── LISTING

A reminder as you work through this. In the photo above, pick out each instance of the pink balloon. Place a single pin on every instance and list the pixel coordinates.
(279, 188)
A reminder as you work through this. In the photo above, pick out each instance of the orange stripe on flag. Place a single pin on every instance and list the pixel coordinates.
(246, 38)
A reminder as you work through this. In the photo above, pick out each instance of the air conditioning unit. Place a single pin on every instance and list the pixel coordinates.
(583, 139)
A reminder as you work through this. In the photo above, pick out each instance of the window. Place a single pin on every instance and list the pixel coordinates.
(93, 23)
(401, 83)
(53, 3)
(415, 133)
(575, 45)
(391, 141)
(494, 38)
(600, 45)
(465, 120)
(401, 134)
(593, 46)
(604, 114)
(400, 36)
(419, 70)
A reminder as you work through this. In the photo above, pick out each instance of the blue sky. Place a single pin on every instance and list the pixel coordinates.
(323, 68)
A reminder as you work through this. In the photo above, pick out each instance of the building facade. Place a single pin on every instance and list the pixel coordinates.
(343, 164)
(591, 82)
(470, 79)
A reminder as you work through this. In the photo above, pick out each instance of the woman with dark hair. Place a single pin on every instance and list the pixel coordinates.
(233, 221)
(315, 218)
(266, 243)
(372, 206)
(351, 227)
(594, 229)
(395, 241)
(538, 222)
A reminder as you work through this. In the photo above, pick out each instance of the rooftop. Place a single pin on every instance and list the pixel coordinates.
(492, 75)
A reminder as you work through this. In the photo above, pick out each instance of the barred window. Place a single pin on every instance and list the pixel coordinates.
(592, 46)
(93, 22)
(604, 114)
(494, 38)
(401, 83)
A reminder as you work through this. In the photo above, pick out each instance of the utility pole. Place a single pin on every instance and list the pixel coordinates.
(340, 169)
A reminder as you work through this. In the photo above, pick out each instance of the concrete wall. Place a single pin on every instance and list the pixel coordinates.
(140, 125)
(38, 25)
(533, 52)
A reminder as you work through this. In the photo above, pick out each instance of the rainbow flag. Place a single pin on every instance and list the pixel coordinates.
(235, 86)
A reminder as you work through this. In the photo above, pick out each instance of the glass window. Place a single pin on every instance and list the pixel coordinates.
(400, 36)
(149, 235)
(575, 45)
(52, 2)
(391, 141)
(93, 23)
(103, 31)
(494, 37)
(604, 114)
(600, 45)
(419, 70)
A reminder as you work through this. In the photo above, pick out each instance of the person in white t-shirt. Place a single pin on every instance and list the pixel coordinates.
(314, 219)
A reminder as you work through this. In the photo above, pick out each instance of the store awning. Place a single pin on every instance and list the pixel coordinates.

────

▶ _INSTRUCTIONS TO FOLLOW_:
Reproduce every one of the records above word for word, leaving nothing out and changing nothing.

▶ _EXERCISE OUTPUT_:
A reminder as you work through this. In the photo above, pick out each instance of the pink balloon. Place a single pin on every instance and list the pixel coordinates.
(279, 188)
A reminder as you work through this. In the photo above, pick out each instance of the orange stripe on flag. Place a single pin on every instance and list the pixel coordinates.
(246, 38)
A reminder as you work through this. In the photo above, pick out each instance of the air conditioning unit. Place a single pin on every instance and list the pixel coordinates.
(583, 139)
A reminder as you work through this. In the photo above, pick out each instance of the window. Place a single pin on every instance and list the pixel coordinates.
(93, 23)
(401, 83)
(53, 3)
(415, 133)
(575, 45)
(391, 141)
(494, 38)
(600, 45)
(465, 120)
(401, 134)
(593, 46)
(604, 114)
(400, 36)
(419, 70)
A reminder as you work through this. In the photo above, pick out each instance of the blue sky. Place a single pin on every instance and list the pixel coordinates.
(323, 68)
A reminder as you work through this. In the photo above, pick out each instance of the building facade. Place a single pin on every instance and list the pixel coordinates.
(343, 164)
(591, 82)
(470, 79)
A reminder as you work through this. In the photo above, pick out each instance of the woman with dark hair. Place a single pin on every instance and list the pixel coordinates.
(233, 221)
(315, 218)
(266, 243)
(372, 206)
(351, 227)
(594, 229)
(395, 241)
(538, 222)
A reminder as you work through this. In the photo above, pick out each instance of the rooftop. Place a single pin on every instance and list the pixel coordinates.
(492, 75)
A reminder as you work through this. In the photo above, pick out each instance of the barred window. Place a single pin on every instance and list the pixel coordinates.
(592, 46)
(93, 22)
(604, 114)
(494, 38)
(401, 83)
A reminder as you work through this. In the photo above, pick out each instance of the utility pole. Place a single pin on every instance and list the pixel coordinates.
(340, 169)
A reminder as you work through this. In the photo above, pick out each instance of the concrete wall. Place a single pin on every instance and list the pixel coordinates.
(140, 125)
(38, 25)
(533, 52)
A reminder as you work through this. In the photo above, pick out each instance of the rainbow flag. Place a single pin on every instance and list the pixel coordinates.
(235, 86)
A reminder as you work through this. In the photo above, pick out each instance of the glass window. Place a single pin on every instance and list the pixel coordinates.
(400, 36)
(149, 235)
(575, 45)
(52, 2)
(391, 141)
(93, 23)
(103, 31)
(494, 37)
(604, 114)
(600, 45)
(419, 70)
A reminder as you work through this. In the photo above, pick out each instance of the person in white t-shirt. Place a single pin on every instance and list the pixel coordinates.
(314, 219)
A reminder as you work through this. In the photo above, pick out each instance of the store awning. Place a single pin on every instance and list the pixel coordinates.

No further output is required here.